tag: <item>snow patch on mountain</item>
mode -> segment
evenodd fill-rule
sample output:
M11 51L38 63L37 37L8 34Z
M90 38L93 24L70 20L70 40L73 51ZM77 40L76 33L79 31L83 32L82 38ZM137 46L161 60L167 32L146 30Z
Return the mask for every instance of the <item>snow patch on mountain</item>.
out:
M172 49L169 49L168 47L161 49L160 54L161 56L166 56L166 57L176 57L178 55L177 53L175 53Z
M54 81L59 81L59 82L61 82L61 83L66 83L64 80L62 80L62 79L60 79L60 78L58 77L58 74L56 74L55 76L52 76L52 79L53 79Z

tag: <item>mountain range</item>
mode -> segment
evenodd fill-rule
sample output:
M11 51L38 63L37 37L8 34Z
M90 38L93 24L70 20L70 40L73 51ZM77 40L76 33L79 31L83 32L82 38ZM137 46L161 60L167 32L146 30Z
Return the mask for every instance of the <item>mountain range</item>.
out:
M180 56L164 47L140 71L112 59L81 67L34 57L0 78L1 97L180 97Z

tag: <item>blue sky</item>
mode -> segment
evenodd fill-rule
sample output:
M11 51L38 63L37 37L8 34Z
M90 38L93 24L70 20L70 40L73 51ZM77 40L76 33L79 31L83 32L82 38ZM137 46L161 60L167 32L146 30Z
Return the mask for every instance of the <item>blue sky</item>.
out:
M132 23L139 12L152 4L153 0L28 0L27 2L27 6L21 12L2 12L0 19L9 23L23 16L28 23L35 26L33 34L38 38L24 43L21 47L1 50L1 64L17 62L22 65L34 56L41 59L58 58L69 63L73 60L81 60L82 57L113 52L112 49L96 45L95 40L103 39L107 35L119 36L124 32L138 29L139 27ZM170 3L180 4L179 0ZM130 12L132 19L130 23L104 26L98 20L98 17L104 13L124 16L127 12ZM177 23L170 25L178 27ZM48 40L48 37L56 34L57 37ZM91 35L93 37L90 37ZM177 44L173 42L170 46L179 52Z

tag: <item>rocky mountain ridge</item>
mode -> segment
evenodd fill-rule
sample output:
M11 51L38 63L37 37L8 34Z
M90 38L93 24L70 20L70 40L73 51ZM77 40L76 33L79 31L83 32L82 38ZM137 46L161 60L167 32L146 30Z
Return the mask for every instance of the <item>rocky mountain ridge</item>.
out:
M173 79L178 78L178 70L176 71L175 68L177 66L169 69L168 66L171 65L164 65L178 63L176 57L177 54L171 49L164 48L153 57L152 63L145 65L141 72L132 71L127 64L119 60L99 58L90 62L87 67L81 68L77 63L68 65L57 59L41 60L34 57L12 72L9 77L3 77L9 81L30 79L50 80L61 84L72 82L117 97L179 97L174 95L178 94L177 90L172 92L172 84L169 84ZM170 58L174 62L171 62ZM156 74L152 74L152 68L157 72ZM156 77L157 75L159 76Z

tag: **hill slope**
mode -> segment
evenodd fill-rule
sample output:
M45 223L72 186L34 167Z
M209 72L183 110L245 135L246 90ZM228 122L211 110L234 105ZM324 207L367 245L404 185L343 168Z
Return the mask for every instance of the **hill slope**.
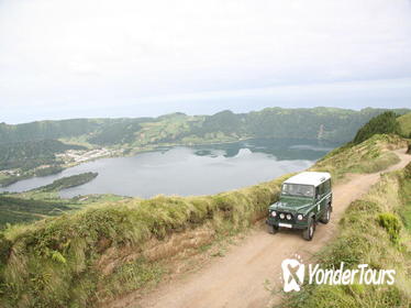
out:
M396 138L374 139L357 145L362 157L403 145ZM345 151L333 154L343 174L351 170ZM370 170L386 166L381 160L375 157L378 167ZM125 199L11 227L0 235L0 300L4 307L86 307L158 282L173 270L170 257L263 218L282 179L215 196Z

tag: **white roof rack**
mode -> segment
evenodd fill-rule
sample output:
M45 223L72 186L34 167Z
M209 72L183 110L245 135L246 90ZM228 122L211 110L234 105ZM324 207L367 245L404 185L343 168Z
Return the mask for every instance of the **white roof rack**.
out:
M321 183L327 180L329 178L331 178L331 175L329 173L303 172L298 175L291 176L285 183L319 186Z

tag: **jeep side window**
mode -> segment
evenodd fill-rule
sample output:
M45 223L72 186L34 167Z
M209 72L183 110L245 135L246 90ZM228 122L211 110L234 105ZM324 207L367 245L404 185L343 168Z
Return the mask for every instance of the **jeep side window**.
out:
M321 197L324 196L324 193L325 193L325 183L323 183L323 184L320 185L320 195L321 195Z

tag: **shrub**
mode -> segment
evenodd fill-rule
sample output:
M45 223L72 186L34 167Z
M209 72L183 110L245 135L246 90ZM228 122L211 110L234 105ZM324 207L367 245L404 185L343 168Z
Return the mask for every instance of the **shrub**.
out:
M397 244L400 239L401 224L397 216L385 212L378 215L379 224L386 229L388 235L390 235L391 241Z

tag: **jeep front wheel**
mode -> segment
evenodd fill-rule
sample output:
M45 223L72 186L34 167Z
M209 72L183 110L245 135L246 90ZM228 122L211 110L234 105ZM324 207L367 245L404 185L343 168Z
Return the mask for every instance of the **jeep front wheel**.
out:
M306 241L311 241L312 238L314 237L314 231L315 231L315 223L313 219L310 219L308 228L302 231L302 238Z
M276 234L278 232L278 227L268 226L268 232L271 233L271 234Z
M329 206L326 208L326 211L324 212L324 215L321 217L320 221L324 224L329 223L330 222L330 218L331 218L331 206Z

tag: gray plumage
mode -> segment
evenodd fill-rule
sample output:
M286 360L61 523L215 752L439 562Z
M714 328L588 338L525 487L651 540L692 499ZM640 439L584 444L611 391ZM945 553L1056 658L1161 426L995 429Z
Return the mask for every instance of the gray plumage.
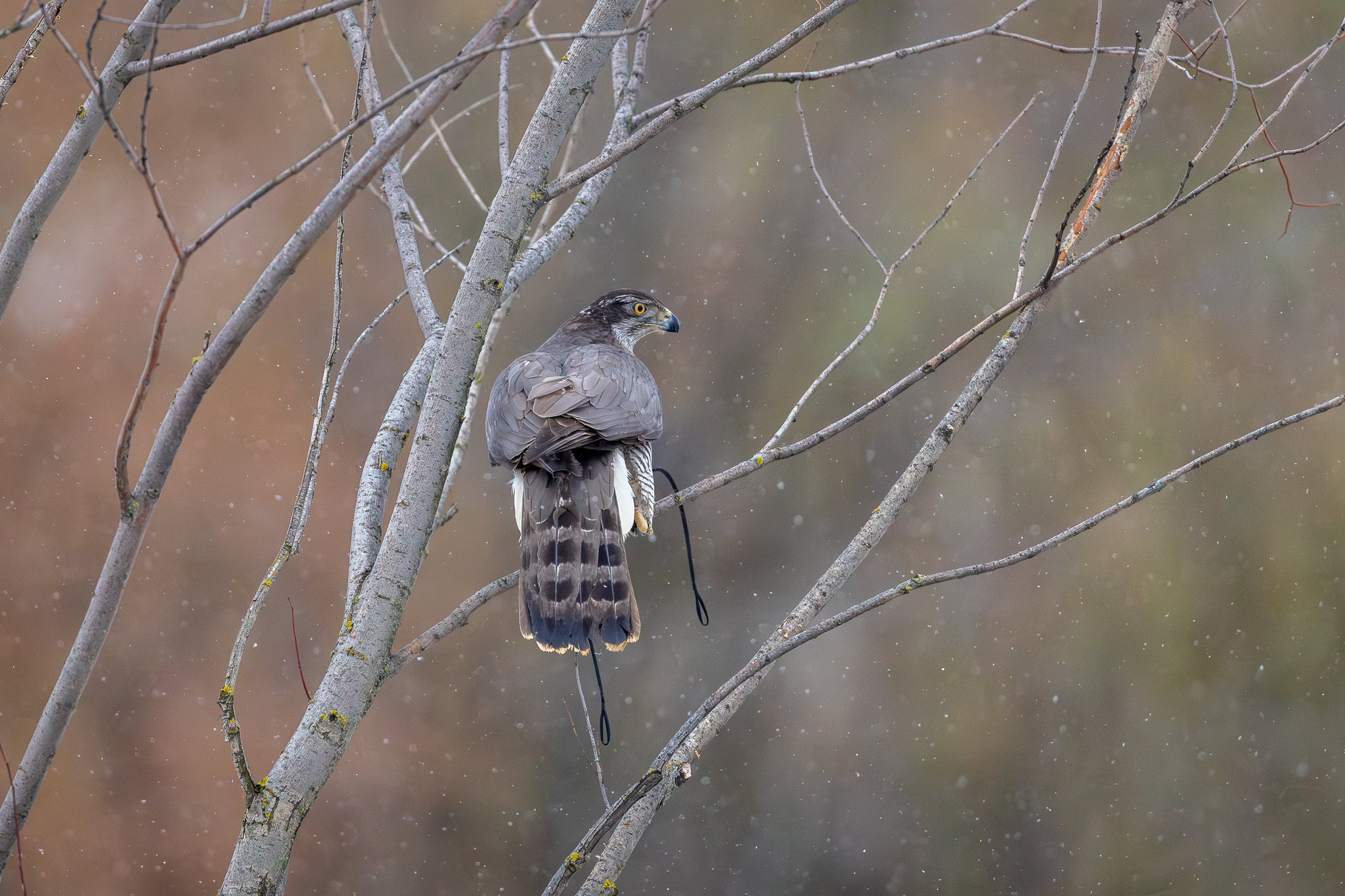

# # # # # # #

Your goal: Copy out every one of the records above line for line, leaving out the pictures.

Output for this task:
tag: <item>snow patch on mountain</item>
mode -> segment
evenodd fill-rule
sample output:
M11 51L38 63L37 37L8 34Z
M90 38L93 24L70 20L70 40L73 51ZM77 40L76 33L79 31L83 32L82 38ZM137 46L161 60L167 32L146 30Z
Return the mask for every instance of the <item>snow patch on mountain</item>.
out:
M172 49L169 49L168 47L161 49L160 54L161 56L166 56L166 57L176 57L178 55L177 53L175 53Z
M54 81L59 81L59 82L61 82L61 83L66 83L64 80L62 80L62 79L60 79L60 78L58 77L58 74L56 74L55 76L52 76L52 79L53 79Z

tag: <item>mountain range</item>
mode -> segment
evenodd fill-rule
sample output:
M11 51L38 63L37 37L8 34Z
M90 38L93 24L70 20L70 40L73 51ZM77 40L76 33L79 31L83 32L82 38ZM137 46L161 60L167 32L146 30Z
Return the mask for every instance of the <item>mountain range</item>.
out:
M180 56L164 47L140 71L112 59L81 67L34 57L0 78L1 97L180 97Z

tag: <item>blue sky</item>
mode -> segment
evenodd fill-rule
sample output:
M11 51L38 63L37 37L8 34Z
M90 38L93 24L70 20L70 40L73 51ZM77 40L76 33L79 31L83 32L82 38ZM137 46L161 60L167 32L146 30Z
Return the mask for every instance of the <item>blue sky</item>.
out:
M132 23L139 12L152 4L153 0L28 0L27 2L27 6L21 12L2 12L0 19L9 23L23 16L28 23L35 26L33 34L38 38L24 43L21 47L1 50L1 64L17 62L22 65L34 56L41 59L58 58L69 63L73 60L81 60L82 57L113 52L112 49L96 45L95 40L103 39L107 35L119 36L124 32L138 29L139 27ZM170 3L180 4L179 0ZM130 12L132 19L130 23L104 26L98 20L98 17L104 13L124 16L127 12ZM177 23L170 25L178 27ZM48 40L48 37L56 34L57 37ZM91 35L93 37L90 37ZM177 44L173 42L170 46L179 52Z

tag: <item>rocky mountain ridge</item>
mode -> segment
evenodd fill-rule
sample output:
M11 51L38 63L37 37L8 34Z
M90 38L93 24L70 20L70 40L73 51ZM77 40L76 33L79 31L83 32L82 38ZM137 46L161 60L167 32L146 30Z
Return the mask for every instance of the <item>rocky mountain ridge</item>.
out:
M173 79L178 78L178 70L176 71L175 68L177 66L169 69L168 66L171 65L164 65L178 63L176 57L177 54L171 49L164 48L153 57L152 63L145 65L141 72L132 71L127 64L119 60L99 58L90 62L87 67L81 68L77 63L68 65L57 59L41 60L34 57L12 72L9 77L3 77L9 81L30 79L50 80L61 84L72 82L117 97L179 97L174 95L178 94L177 90L172 92L172 84L169 84ZM170 58L174 62L171 62ZM156 74L152 74L152 68L157 72ZM156 77L157 75L159 76Z

tag: **hill slope**
mode -> segment
evenodd fill-rule
sample output:
M45 223L72 186L34 167Z
M209 72L183 110L245 135L246 90ZM228 122L211 110L234 105ZM324 207L367 245L404 185L343 168Z
Return the mask for every instance of the **hill slope**.
out:
M396 138L374 139L357 145L362 157L403 145ZM345 151L333 154L343 174L351 170ZM370 170L386 166L381 160L375 157L378 167ZM125 199L11 227L0 235L0 300L4 307L86 307L158 282L173 270L170 257L263 218L282 179L215 196Z

tag: **white roof rack**
mode -> segment
evenodd fill-rule
sample output:
M45 223L72 186L34 167Z
M209 72L183 110L245 135L246 90ZM228 122L211 110L234 105ZM324 207L367 245L404 185L343 168Z
Return the mask for every instance of the **white roof rack**.
out:
M321 183L327 180L329 178L331 178L331 175L329 173L303 172L298 175L291 176L285 183L319 186Z

tag: **jeep side window**
mode -> segment
evenodd fill-rule
sample output:
M45 223L72 186L34 167Z
M209 72L183 110L245 135L246 90ZM228 122L211 110L234 105ZM324 207L367 245L404 185L343 168Z
Return the mask for every instance of the **jeep side window**.
out:
M321 197L324 196L324 193L325 193L325 183L323 183L323 184L320 185L320 195L321 195Z

tag: **shrub**
mode -> segment
evenodd fill-rule
sample output:
M45 223L72 186L34 167Z
M209 72L183 110L245 135L246 90ZM228 122L211 110L234 105ZM324 207L367 245L404 185L343 168Z
Return the mask for every instance of the **shrub**.
out:
M397 244L400 239L401 224L397 216L385 212L378 215L379 224L386 229L388 235L390 235L391 241Z

tag: **jeep front wheel**
mode -> segment
evenodd fill-rule
sample output:
M45 223L72 186L34 167Z
M209 72L183 110L245 135L246 90ZM228 122L211 110L234 105ZM324 207L367 245L404 185L343 168Z
Return the mask for every instance of the **jeep front wheel**.
out:
M306 241L311 241L312 238L314 237L314 231L315 231L315 223L313 219L310 219L308 228L302 231L302 238Z
M276 234L278 232L278 227L268 226L268 232L271 233L271 234Z
M329 206L326 208L326 211L324 212L324 215L321 217L320 221L324 224L329 223L330 222L330 218L331 218L331 206Z

tag: gray plumage
mode -> segment
evenodd fill-rule
sample output:
M286 360L61 523L215 752L439 562Z
M714 328L588 338L525 487L651 540L692 499ZM640 439L584 444L611 391ZM945 553L1056 658L1161 426L995 429Z
Return the mask for every instance of the gray plumage.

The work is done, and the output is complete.